§ O QUE FAZER
[A] Na entrevista sobre a nova lei eleitoral, qual é o limite fixado para as doações de pessoas físicas a campanhas?
[B] Dê prosseguimento à entrevista sobre a nova lei eleitoral a partir do ponto em que o texto termina.

### DOCUMENTO ###

Jarbas Magalhães, especialista em Direito Eleitoral

Por Francis Juliano | Fotos: Cláudia Cardozo

Jarbas Magalhães, especialista em Direito Eleitoral
Fotos: Cláudia Cardozo / Bahia Notícias
Saída do bojo da minirreforma política de outubro do ano passado, a nova lei eleitoral promete coibir os exageros das últimas eleições, principalmente quanto a gastos de campanha. Após 17 anos, o país vai realizar novamente eleições em que não serão permitidas doações de empresas para campanhas. A última foi em 1989. Em entrevista ao Bahia Notícias, o especialista e professor em direito eleitoral Jarbas Magalhães alerta os eleitores para a fiscalização da lei.  “Não vai ser simples, e é preciso ficar muito atento em como os financiamentos vão se desenrolar”, disse ao Bahia Notícias. Ele explica que só pessoas físicas podem pôr dinheiro em campanha e atentando para o limite da generosidade: 10% da renda obtida em 2015. Para Magalhães, candidatos que exercem funções precisam ficar atentos às decisões do Tribunal de Contas dos Municípios (TCM). Gestões reprovadas podem tirar candidaturas do páreo, como fazer um candidato ganhar nas urnas e não levar depois da posse, já vestido no paletó. “Seria bom que as decisões viessem antes dessa eleição, mas pode ocorrer depois dos registros de candidaturas. Muita gente já está com a espada na cabeça por isso”, declarou. Leia a entrevista na íntegra abaixo:
 


 
O que é muda efetivamente nesta eleição em relação à de 2012?

### DADOS FORNECIDOS ###

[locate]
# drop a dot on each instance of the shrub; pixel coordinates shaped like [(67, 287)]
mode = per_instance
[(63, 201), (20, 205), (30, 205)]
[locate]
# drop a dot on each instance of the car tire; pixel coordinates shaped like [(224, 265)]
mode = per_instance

###

§ RESPOSTAS APRESENTADAS
[A] 10% da renda obtida em 2015.

[B]
Esta é uma eleição inédita no que tange a vários aspectos. O primeiro é o financiamento por parte de pessoas jurídicas, que antes podia, mas o Supremo Tribunal Federal (STF) proibiu. Agora, apenas pessoas físicas podem doar. O candidato pode usar recursos próprios ou verba de fundo partidário. A última eleição que tivemos em que era só permitido dinheiro público em campanha foi em 1989. Não vai ser simples, e é preciso ficar muito atento como os financiamentos que vão se desenrolar.
 
 
No interior, geralmente os grupos que comandam o poder político têm também maior poder econômico. O dinheiro que entra na campanha muitas vezes vem de empresas ligadas às mesmas famílias. Como é que fica agora? Essas empresas vão poder doar?
Pessoa jurídica de forma alguma vai poder doar. O que pode são pessoas físicas. Os sócios dessas empresas é que podem doar, e dentro de limites.
 
 
Vamos dar um exemplo. O sujeito, como sócio da empresa, saca um dinheiro da empresa e faz a doação ao grupo a que está ligado. Isso não é um drible na lei?
 
A lei prevê como parâmetro da doação o quê a pessoa física auferiu de renda em 2015. Então, ela só pode doar 10% daquilo que acumulou no ano passado. Isso vai ser demonstrado no Imposto de Renda. É a forma de a legislação coibir esse tipo de drible. Já aquele que declarou que não teve rendimentos em 2015, não pode doar nesse ano. Tem que lembrar também que se a pessoa extrapolar os 10%, ela pode ser multada de cinco a dez vezes sobre o valor extrapolado, e ainda ficar inelegível.
 
 
A duração das campanhas ficou mais curta. Isso prejudica a avaliação do político pelo eleitorado?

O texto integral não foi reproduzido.